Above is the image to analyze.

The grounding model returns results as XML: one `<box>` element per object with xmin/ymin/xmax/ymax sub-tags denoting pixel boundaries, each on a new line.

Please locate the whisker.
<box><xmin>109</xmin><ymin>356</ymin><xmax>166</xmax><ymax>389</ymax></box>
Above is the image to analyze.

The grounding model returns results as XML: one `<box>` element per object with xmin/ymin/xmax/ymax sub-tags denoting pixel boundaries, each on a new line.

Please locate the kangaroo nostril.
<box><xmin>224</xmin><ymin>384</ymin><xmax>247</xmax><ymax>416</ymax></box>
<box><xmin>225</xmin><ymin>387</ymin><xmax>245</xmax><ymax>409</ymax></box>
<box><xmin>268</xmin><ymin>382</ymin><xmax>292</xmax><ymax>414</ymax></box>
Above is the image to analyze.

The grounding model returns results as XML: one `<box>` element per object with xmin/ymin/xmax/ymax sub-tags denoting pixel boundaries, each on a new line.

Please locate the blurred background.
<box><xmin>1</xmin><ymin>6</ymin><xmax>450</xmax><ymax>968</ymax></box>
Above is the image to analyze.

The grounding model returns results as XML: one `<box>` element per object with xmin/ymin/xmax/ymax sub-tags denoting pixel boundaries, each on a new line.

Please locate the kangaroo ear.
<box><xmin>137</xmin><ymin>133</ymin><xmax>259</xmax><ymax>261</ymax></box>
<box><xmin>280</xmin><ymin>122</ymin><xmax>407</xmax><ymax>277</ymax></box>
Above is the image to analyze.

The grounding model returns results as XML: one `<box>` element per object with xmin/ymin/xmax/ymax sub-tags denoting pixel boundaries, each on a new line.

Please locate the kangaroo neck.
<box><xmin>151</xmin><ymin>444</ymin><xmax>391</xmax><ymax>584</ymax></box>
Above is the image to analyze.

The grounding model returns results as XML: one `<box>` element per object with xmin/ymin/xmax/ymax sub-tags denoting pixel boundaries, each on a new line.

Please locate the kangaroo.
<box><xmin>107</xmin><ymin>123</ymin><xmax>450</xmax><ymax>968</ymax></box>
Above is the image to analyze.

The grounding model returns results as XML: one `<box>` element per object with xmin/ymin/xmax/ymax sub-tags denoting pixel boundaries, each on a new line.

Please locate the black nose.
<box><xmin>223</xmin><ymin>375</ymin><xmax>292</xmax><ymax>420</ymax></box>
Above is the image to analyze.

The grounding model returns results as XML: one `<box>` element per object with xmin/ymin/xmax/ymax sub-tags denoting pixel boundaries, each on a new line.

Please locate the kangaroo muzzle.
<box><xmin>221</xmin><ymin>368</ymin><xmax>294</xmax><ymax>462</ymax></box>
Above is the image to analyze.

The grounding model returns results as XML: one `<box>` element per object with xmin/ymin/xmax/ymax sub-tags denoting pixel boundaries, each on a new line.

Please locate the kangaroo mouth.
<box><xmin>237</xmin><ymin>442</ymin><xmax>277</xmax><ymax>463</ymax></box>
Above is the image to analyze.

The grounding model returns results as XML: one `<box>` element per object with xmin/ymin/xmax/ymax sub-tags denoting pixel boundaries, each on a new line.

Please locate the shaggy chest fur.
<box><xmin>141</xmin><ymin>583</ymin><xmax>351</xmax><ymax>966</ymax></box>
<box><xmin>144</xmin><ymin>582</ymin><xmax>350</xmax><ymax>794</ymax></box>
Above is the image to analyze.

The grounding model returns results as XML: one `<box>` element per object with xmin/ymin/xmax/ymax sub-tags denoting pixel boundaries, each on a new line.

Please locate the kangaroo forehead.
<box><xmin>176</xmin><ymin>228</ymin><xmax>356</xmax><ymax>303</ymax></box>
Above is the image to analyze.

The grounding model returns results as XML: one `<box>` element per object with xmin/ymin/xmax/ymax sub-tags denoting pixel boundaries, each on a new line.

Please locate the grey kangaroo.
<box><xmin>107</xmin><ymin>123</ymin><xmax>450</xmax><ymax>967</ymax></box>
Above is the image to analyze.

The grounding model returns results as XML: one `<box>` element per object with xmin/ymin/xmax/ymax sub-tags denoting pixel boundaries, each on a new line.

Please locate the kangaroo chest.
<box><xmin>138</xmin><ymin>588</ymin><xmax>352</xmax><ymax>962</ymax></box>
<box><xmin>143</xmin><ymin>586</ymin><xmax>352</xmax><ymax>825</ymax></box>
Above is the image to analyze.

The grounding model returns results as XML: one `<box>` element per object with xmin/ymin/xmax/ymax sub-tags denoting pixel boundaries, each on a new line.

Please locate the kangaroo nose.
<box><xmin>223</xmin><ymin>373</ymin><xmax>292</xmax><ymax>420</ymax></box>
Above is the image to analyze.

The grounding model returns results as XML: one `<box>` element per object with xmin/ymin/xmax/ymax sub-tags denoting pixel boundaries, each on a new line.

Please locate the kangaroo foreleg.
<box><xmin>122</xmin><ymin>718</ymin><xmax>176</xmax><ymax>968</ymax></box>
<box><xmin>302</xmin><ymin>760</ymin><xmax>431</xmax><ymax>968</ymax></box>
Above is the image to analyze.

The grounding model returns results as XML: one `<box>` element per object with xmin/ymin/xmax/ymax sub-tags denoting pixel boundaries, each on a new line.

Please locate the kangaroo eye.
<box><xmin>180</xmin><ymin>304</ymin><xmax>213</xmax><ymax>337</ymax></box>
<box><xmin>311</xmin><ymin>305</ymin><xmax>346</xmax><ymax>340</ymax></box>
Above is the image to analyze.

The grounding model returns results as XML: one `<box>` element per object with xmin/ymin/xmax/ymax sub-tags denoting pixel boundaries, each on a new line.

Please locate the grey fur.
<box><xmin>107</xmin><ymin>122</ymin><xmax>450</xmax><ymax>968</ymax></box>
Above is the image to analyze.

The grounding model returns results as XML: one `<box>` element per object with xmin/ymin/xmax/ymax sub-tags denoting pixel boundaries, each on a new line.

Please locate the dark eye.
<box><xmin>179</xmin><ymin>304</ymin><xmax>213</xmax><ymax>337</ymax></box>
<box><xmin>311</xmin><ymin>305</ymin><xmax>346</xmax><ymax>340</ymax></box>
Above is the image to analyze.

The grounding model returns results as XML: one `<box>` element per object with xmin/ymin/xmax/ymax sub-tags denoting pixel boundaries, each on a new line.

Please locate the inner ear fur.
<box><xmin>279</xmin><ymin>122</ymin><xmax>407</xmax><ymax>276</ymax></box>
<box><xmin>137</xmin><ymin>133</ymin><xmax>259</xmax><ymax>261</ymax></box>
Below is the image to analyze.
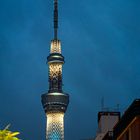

YOUR INSTRUCTIONS:
Copy out the material above in full and exactly; its pictures are not to appear.

ANSWER SECTION:
Above is the image to analyze.

The grounding model returns results as XML: one `<box>` element per object with xmin/ymin/xmax/ymax sub-tags denoting pixel boundaries, each on a new line.

Please locate the whisker.
<box><xmin>109</xmin><ymin>356</ymin><xmax>166</xmax><ymax>389</ymax></box>
Above is the image to analyze.

The grounding model returns results as XML: one `<box>` element per object with xmin/ymin/xmax/ymax sub-tags denoting pixel boundaries, each on a new line.

Please locate the kangaroo nostril.
<box><xmin>224</xmin><ymin>384</ymin><xmax>247</xmax><ymax>416</ymax></box>
<box><xmin>225</xmin><ymin>387</ymin><xmax>245</xmax><ymax>409</ymax></box>
<box><xmin>268</xmin><ymin>382</ymin><xmax>292</xmax><ymax>414</ymax></box>
Above is the image to analyze.

The grounding model returns results as XML: one `<box>` element per object with xmin/ymin/xmax/ymax sub-tags denoting pixel boundaries, each on a new line.

Please locate the blurred background.
<box><xmin>1</xmin><ymin>6</ymin><xmax>450</xmax><ymax>968</ymax></box>
Above is the image to analyze.

The grounding model returns results as XML: one `<box>` element per object with xmin/ymin/xmax/ymax sub-tags denoting pixel boundaries, each on a new line.

Please locate the kangaroo ear.
<box><xmin>137</xmin><ymin>133</ymin><xmax>259</xmax><ymax>261</ymax></box>
<box><xmin>280</xmin><ymin>122</ymin><xmax>407</xmax><ymax>277</ymax></box>
Above is the image to analyze.

The grounding model returns results as XML: one `<box>` element per object with xmin/ymin/xmax/ymax sub-tags denoting pixel boundaries, each on a new line.

Please locate the kangaroo neck.
<box><xmin>151</xmin><ymin>444</ymin><xmax>391</xmax><ymax>584</ymax></box>
Above is the image to analyze.

The grounding model returns results as XML: one `<box>` element per object with xmin/ymin/xmax/ymax sub-tags denoting pixel boundaries, each on a new line.

Please locate the kangaroo.
<box><xmin>107</xmin><ymin>123</ymin><xmax>450</xmax><ymax>968</ymax></box>
Above is the image to analyze.

The grounding model returns results as XML: one `<box>` element per object with xmin/ymin/xmax/ymax sub-tags denoting pixel boundaries, each on a new line.

Please locate the black nose.
<box><xmin>223</xmin><ymin>375</ymin><xmax>292</xmax><ymax>420</ymax></box>
Above is the image to analyze.

The grounding model returns results as XML: one `<box>` element per object with xmin/ymin/xmax/ymax sub-tags denoting pixel boundaries, each on a new line.

Please locate the kangaroo muzzle.
<box><xmin>221</xmin><ymin>368</ymin><xmax>294</xmax><ymax>462</ymax></box>
Above is the image to analyze.

The grounding model returns results as XML: one `<box>` element per object with xmin/ymin/xmax/ymax sub-tags denoting pixel boundaries, each on a new line.

Please locate the kangaroo mouth.
<box><xmin>237</xmin><ymin>442</ymin><xmax>277</xmax><ymax>463</ymax></box>
Above is the image to analyze.

The grounding model returns results as XML: one `<box>` element per object with xmin/ymin/xmax/ymax sub-tags denoting pixel boundaries, each on a new line.

Please locate the shaggy chest fur.
<box><xmin>141</xmin><ymin>583</ymin><xmax>351</xmax><ymax>966</ymax></box>
<box><xmin>144</xmin><ymin>582</ymin><xmax>350</xmax><ymax>794</ymax></box>
Above is the image to analyze.

The grounding model returns results as XML: one `<box>` element per object with xmin/ymin/xmax/ymax sub-tags denoting pixel boundaries, each on a new line.

Please locate the kangaroo forehead.
<box><xmin>176</xmin><ymin>228</ymin><xmax>356</xmax><ymax>303</ymax></box>
Above is the image to analyze.

The grounding model returns results as XML: one `<box>` element per object with xmin/ymin/xmax/ymax sub-tags denoting pixel boundaries, each on a new line.

Please locate the grey kangaroo.
<box><xmin>107</xmin><ymin>123</ymin><xmax>450</xmax><ymax>967</ymax></box>
Above is the image to analyze.

The grounding model returns results as XML: one `<box>` element per object with xmin/ymin/xmax/ymax sub-tags denoting pixel boundaries, each on a new line.

Please locate the kangaroo chest.
<box><xmin>138</xmin><ymin>588</ymin><xmax>352</xmax><ymax>962</ymax></box>
<box><xmin>143</xmin><ymin>586</ymin><xmax>352</xmax><ymax>825</ymax></box>
Above is the image to analyze.

The grounding model returns results as XML: one `<box>` element per object with xmin/ymin/xmax/ymax sub-tags denoting pixel boundaries, each on a new line.

Please locate the kangaroo nose.
<box><xmin>223</xmin><ymin>373</ymin><xmax>292</xmax><ymax>420</ymax></box>
Above is the image to analyze.

The grounding model returns results as XML: one `<box>` element per object with xmin/ymin/xmax/ymax sub-tags denoting pixel boundaries, each on a new line.

Please locate the kangaroo foreleg.
<box><xmin>122</xmin><ymin>718</ymin><xmax>176</xmax><ymax>968</ymax></box>
<box><xmin>302</xmin><ymin>760</ymin><xmax>431</xmax><ymax>968</ymax></box>
Above is the image to analyze.

The grounding model returns results as XML: one `<box>` element per object with xmin/ymin/xmax/ymax sub-tags denoting pixel boundaries, each on a new line.

Please locate the kangaroo eye.
<box><xmin>180</xmin><ymin>304</ymin><xmax>213</xmax><ymax>337</ymax></box>
<box><xmin>311</xmin><ymin>305</ymin><xmax>346</xmax><ymax>340</ymax></box>
Above is the image to analyze.

The grounding model returns results as XML: one `<box>` element per object with xmin/ymin/xmax/ymax sub-tags denoting pixel boundaries, each on a new line.

Please locate the grey fur.
<box><xmin>107</xmin><ymin>122</ymin><xmax>450</xmax><ymax>968</ymax></box>
Above is the image to analyze.

The grounding model returns results as XML: one `<box>` element per object with xmin/ymin/xmax/ymax sub-tags denoting pixel boundaries, each on a new line.

Please locate the dark eye.
<box><xmin>179</xmin><ymin>304</ymin><xmax>213</xmax><ymax>337</ymax></box>
<box><xmin>311</xmin><ymin>305</ymin><xmax>346</xmax><ymax>340</ymax></box>
Above is the image to analyze.

The grounding model returns results as XML: one `<box>` element per object with xmin/ymin/xmax/ymax sub-tags denoting pixel boundaries, each on a new line.

Please locate the inner ear fur.
<box><xmin>279</xmin><ymin>122</ymin><xmax>407</xmax><ymax>276</ymax></box>
<box><xmin>137</xmin><ymin>133</ymin><xmax>259</xmax><ymax>261</ymax></box>
Below is the image to analyze.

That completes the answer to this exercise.